*Actions to take*:
- 1) In the post on Wi-Fi predictive site surveys, what measurement should be used to scale a blueprint instead of the width of a cubicle, door, or ceiling tile?
- 2) Carry on the post about Wi-Fi predictive site surveys from its final sentence, adding further tips after the one on blueprint calibration.

*Passage given*:
Friday, August 16, 2013

Tips for Accurate Wi-Fi Predictive Site Surveys

Predictive Site Survey Software
What Are Predictive Site Surveys
Predictive site surveys use computer-based software programs to model the facility and RF environment. These programs allow you to outline the required coverage areas using facility blueprints; define facility structures to estimate RF signal attenuation; establish thresholds for minimum signal strength and application throughput that clients must achieve; predict the quantity, location, and type of access points that should be installed; and provide channel and power settings that maximize spectral capacity while minimizing co-channel and adjacent-channel interference (CCI/ACI).

The goal of a predictive site survey is to establish design criteria, such as AP quantity and placement with relative confidence. Doing so will then reduce the amount of effort required to perform the typically labor-intensive pre-deployment site survey (“AP-on-a-stick”). One of the major benefits of predictive modeling is the ability to quickly simulate various deployment scenarios and to narrow design alternatives. A predictive site survey will never be 100% accurate, and though it might not replace pre-deployment or post-deployment site surveys, it can help expedite them. When you perform adequate requirements gathering and planning, predictive site surveys can result in a Wi-Fi network design that meets requirements with a high level of confidence. It also provides validation of the forecasted AP capacity from the requirements gathering process and allows you to make adjustments by taking unique facility characteristics into consideration.

There are numerous software-based and web-based predictive site survey applications to choose from:
Predictive site surveys should follow proper requirements gathering and capacity forecasting to meet all design goals for coverage and capacity. You can read more about those topics in my High-Density Wi-Fi Design Series (including three videos: Forecasting AP Capacity, RF Design, and WLAN Configuration Best Practices).

Tips for Accurate Predictive Site Surveys
Follow these guidelines for a successful predictive site surveys:

Blueprint Calibration
Use blueprints that are accurately scaled representations of the facilities or coverage areas in which the WLAN will be installed. Calibrate (or “scale”) blueprints in the modeling software so they represent the correct physical dimensions of the coverage area. If necessary use a known distance between two reference points that are fairly far apart from each other to scale the blueprint as accurately as possible. A small error when defining a short distance between two points on the map results in a more serious error in scale when applied to the entire map than would a small error when defining a large distance. For example, scale the blueprint using the width of the building rather than the width of a cubicle, door, or ceiling tile.

*Recorded information*:
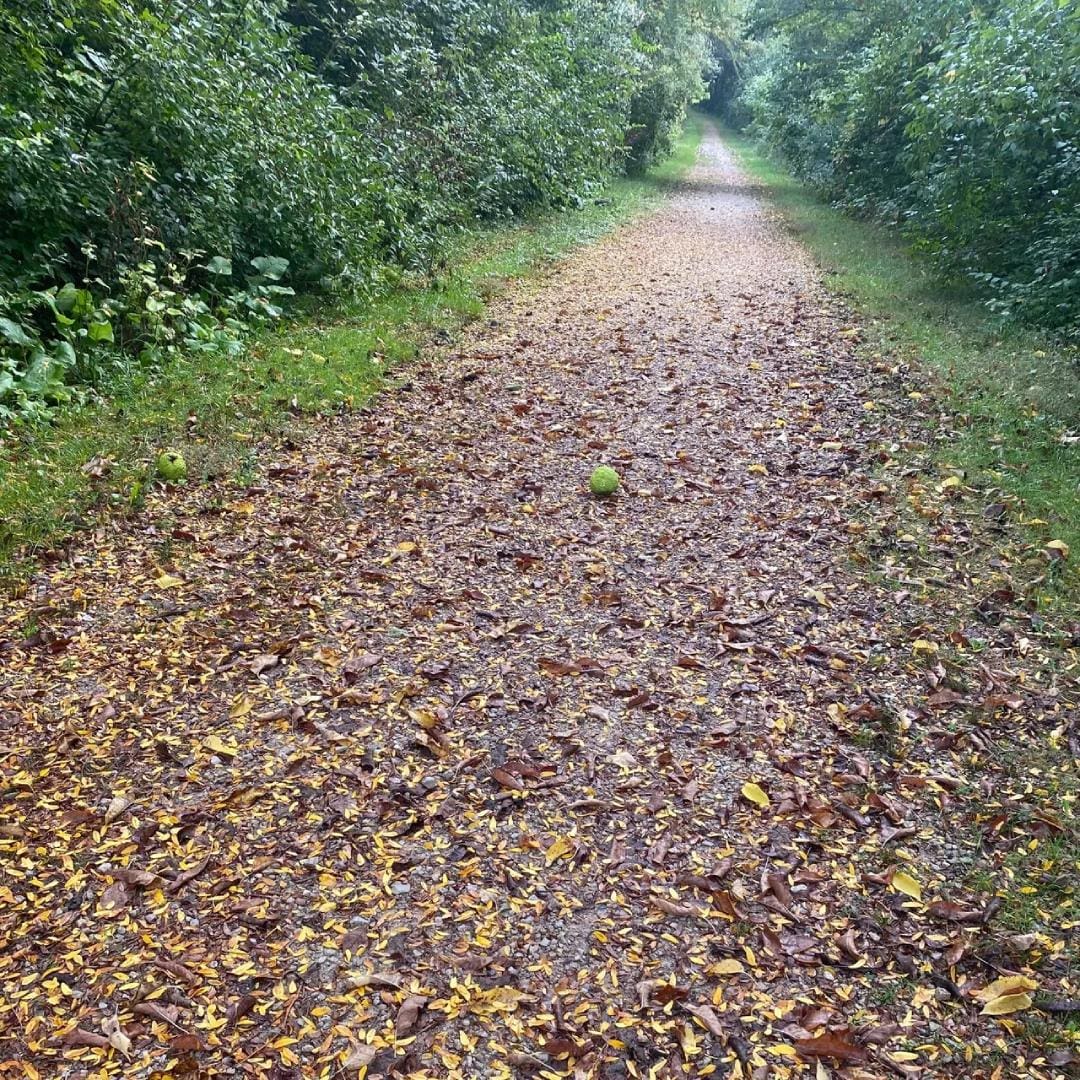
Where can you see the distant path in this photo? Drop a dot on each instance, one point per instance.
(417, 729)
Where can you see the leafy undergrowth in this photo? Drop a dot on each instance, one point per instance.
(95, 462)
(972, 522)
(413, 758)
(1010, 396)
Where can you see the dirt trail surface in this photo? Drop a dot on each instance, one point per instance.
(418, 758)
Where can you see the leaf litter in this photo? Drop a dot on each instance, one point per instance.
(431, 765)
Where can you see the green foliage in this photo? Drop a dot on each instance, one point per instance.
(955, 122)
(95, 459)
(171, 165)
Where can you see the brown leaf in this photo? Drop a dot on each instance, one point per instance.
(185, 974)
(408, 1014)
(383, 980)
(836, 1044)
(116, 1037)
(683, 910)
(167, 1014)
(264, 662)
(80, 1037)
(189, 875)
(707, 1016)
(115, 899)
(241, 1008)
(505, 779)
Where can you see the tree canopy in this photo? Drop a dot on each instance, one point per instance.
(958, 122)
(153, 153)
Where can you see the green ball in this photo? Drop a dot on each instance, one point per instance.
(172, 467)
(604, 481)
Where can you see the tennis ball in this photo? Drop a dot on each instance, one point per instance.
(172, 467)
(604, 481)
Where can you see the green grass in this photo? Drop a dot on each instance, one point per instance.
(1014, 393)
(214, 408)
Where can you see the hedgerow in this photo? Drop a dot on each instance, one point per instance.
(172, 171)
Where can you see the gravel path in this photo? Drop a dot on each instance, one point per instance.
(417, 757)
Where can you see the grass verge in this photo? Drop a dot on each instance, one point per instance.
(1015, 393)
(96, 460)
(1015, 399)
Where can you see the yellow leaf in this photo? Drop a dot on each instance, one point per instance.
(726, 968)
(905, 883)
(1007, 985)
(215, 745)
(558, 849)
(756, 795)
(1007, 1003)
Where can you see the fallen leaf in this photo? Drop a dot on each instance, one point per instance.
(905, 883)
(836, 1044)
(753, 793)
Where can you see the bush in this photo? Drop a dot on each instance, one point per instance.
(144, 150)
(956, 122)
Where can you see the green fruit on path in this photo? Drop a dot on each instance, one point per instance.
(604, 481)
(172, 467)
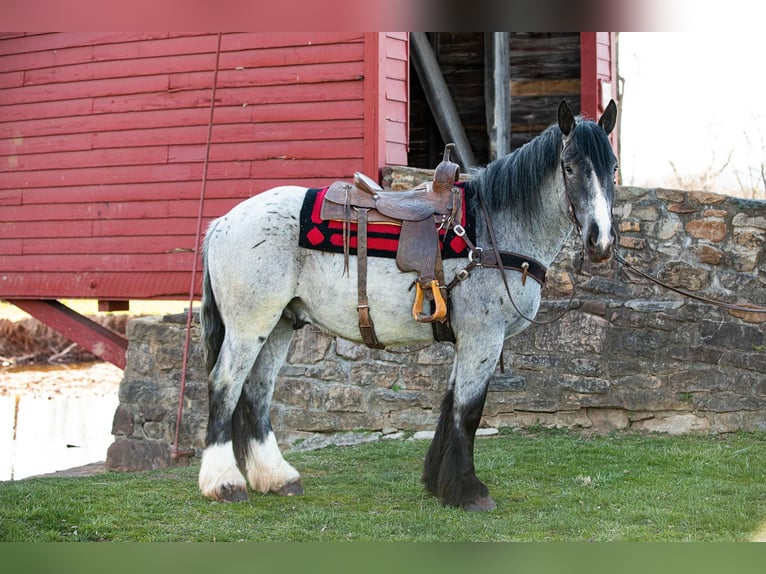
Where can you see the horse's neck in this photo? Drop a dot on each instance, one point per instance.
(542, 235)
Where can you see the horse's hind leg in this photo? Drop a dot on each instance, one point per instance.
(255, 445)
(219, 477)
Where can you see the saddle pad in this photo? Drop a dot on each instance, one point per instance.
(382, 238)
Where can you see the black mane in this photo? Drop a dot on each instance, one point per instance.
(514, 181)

*Answers to the exercises*:
- 1) The width of the building.

- 2)
When importing electronic or scanned blueprints into predictive modeling site survey software, be sure to enter the drawing dimensions accurately. These programs often ask for the dimensions of the entire drawing, not the building or floor plan. The drawings dimensions must take into account any extra whitespace or outdoor areas surrounding a building.

Access Point Equipment Selection
Select the appropriate access point models, antennas, and accessories to use in various areas based on facility characteristics and desired coverage patterns. Document the access point models, mounting and external antenna orientation (if applicable) that have been selected to provide the proper coverage patterns and to minimize co-channel interference.

Transmit Power Levels
Determine appropriate access point power levels based on client device capabilities, which you learned during the requirements gathering process. Configure the access point power output similar to that of the client devices to provide successful bidirectional communication with minimal co-channel interference. Also consider differences in receive sensitivity between APs and client devices, if known, which might allow APs to transmit at slightly higher power than clients.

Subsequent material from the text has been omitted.